## Texto selecionado
⟨
Na mesa ao lado, dois homens conversam.

– Se não fosse o Branco, o Brasil não teria ganhado o penta. Foi o gol de falta que decidiu o jogo com a Holanda.

– Mas o Romário sai da frente da bola, faz uma curva com o corpo. Parece que vai quebrar a coluna, se entorta todo.

Eles têm em torno de cinquenta anos e a mesa do boteco na Lapa está tomada por garrafas de cerveja vazias. Há uma terceira pessoa, um menino naquela idade que parece condensar a infância. O menino desenha na toalha de papel; contorna, com a ponta da caneta, os copos, o porta-guardanapos, a travessa de batatas fritas.

– Vamos embora, pai – ele cessa o desenho.

É ignorado.

– Vamos embora, pai, você disse que a gente ia em dez minutos.

O pai interrompe a conversa com o amigo, se vira para o garoto e:

– Essa é a saideira, eu juro.

O menino não esconde a contrariedade, mas volta a seu trabalho com a toalha. Nas pontas do papel, faz pequenos recortes, uma espécie de franja. Logo desiste. Passa, então, a misturar os restos dos copos – guaraná, mate, cerveja -, como se manipulasse um daqueles jogos de química feitos para crianças.

As saideiras se sucederão, é claro, no ritmo crescente do apelo a que sigam, enfim, para casa. Eles se vão após mais duas ou três garrafas, antes de mim. Enquanto saem, tomo a expressão de alívio do menino como um espelho. No reflexo, estamos eu, meu pai e tantos quantos amigos.
⟩
## Itens de dados
⟨
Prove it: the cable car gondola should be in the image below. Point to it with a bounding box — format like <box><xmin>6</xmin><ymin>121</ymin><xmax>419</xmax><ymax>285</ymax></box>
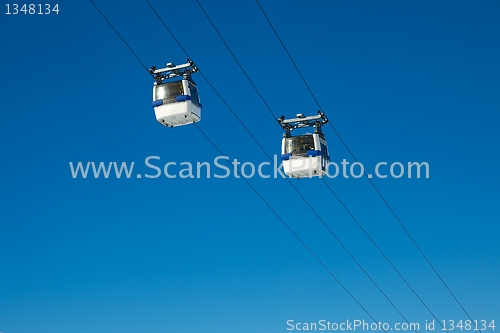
<box><xmin>149</xmin><ymin>59</ymin><xmax>201</xmax><ymax>127</ymax></box>
<box><xmin>278</xmin><ymin>111</ymin><xmax>330</xmax><ymax>178</ymax></box>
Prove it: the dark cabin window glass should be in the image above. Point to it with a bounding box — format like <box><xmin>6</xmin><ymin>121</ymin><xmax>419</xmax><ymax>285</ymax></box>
<box><xmin>155</xmin><ymin>81</ymin><xmax>184</xmax><ymax>103</ymax></box>
<box><xmin>285</xmin><ymin>135</ymin><xmax>314</xmax><ymax>156</ymax></box>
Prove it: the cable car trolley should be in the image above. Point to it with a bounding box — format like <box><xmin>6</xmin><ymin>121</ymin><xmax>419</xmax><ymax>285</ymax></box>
<box><xmin>278</xmin><ymin>111</ymin><xmax>330</xmax><ymax>178</ymax></box>
<box><xmin>149</xmin><ymin>59</ymin><xmax>201</xmax><ymax>127</ymax></box>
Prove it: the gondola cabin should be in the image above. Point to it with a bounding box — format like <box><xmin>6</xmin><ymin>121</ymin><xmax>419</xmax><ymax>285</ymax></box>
<box><xmin>278</xmin><ymin>111</ymin><xmax>330</xmax><ymax>178</ymax></box>
<box><xmin>149</xmin><ymin>59</ymin><xmax>201</xmax><ymax>127</ymax></box>
<box><xmin>281</xmin><ymin>134</ymin><xmax>330</xmax><ymax>178</ymax></box>
<box><xmin>153</xmin><ymin>79</ymin><xmax>201</xmax><ymax>127</ymax></box>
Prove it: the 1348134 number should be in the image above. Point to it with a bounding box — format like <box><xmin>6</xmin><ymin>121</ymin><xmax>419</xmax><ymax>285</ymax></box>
<box><xmin>5</xmin><ymin>3</ymin><xmax>59</xmax><ymax>15</ymax></box>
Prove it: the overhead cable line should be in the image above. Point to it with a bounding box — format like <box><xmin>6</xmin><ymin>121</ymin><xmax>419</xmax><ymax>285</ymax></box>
<box><xmin>256</xmin><ymin>0</ymin><xmax>481</xmax><ymax>326</ymax></box>
<box><xmin>146</xmin><ymin>0</ymin><xmax>418</xmax><ymax>326</ymax></box>
<box><xmin>90</xmin><ymin>0</ymin><xmax>151</xmax><ymax>75</ymax></box>
<box><xmin>90</xmin><ymin>0</ymin><xmax>388</xmax><ymax>324</ymax></box>
<box><xmin>192</xmin><ymin>0</ymin><xmax>448</xmax><ymax>326</ymax></box>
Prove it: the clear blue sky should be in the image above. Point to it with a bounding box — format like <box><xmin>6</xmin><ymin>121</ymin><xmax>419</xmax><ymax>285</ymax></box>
<box><xmin>0</xmin><ymin>0</ymin><xmax>500</xmax><ymax>333</ymax></box>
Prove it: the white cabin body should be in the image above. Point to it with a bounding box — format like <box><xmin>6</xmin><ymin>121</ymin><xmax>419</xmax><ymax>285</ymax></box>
<box><xmin>153</xmin><ymin>78</ymin><xmax>201</xmax><ymax>127</ymax></box>
<box><xmin>281</xmin><ymin>133</ymin><xmax>330</xmax><ymax>178</ymax></box>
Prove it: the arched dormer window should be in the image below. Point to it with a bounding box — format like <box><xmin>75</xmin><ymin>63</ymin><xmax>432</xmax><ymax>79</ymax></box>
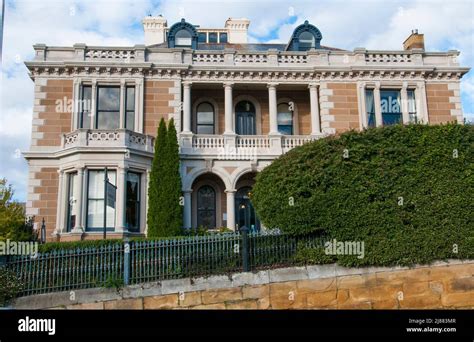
⟩
## O que se pede
a - No texto selecionado, qual gol um dos homens diz ter decidido o jogo com a Holanda?
b - Transcreva do texto selecionado o trecho que começa nas palavras "Na mesa ao lado, dois" e termina depois de "cessa o desenho.".
c - O texto selecionado confirma cada uma das afirmações a seguir? (i) Os dois homens têm em torno de cinquenta anos. (ii) O menino continua fazendo a franja na toalha até o fim. (iii) Os homens vão embora depois do narrador.

## Lista de respostas
a - O gol de falta do Branco.

b -
Na mesa ao lado, dois homens conversam.

– Se não fosse o Branco, o Brasil não teria ganhado o penta. Foi o gol de falta que decidiu o jogo com a Holanda.

– Mas o Romário sai da frente da bola, faz uma curva com o corpo. Parece que vai quebrar a coluna, se entorta todo.

Eles têm em torno de cinquenta anos e a mesa do boteco na Lapa está tomada por garrafas de cerveja vazias. Há uma terceira pessoa, um menino naquela idade que parece condensar a infância. O menino desenha na toalha de papel; contorna, com a ponta da caneta, os copos, o porta-guardanapos, a travessa de batatas fritas.

– Vamos embora, pai – ele cessa o desenho.

c -
(i) Sim: "Eles têm em torno de cinquenta anos".
(ii) Não: "Logo desiste."
(iii) Não: "Eles se vão após mais duas ou três garrafas, antes de mim."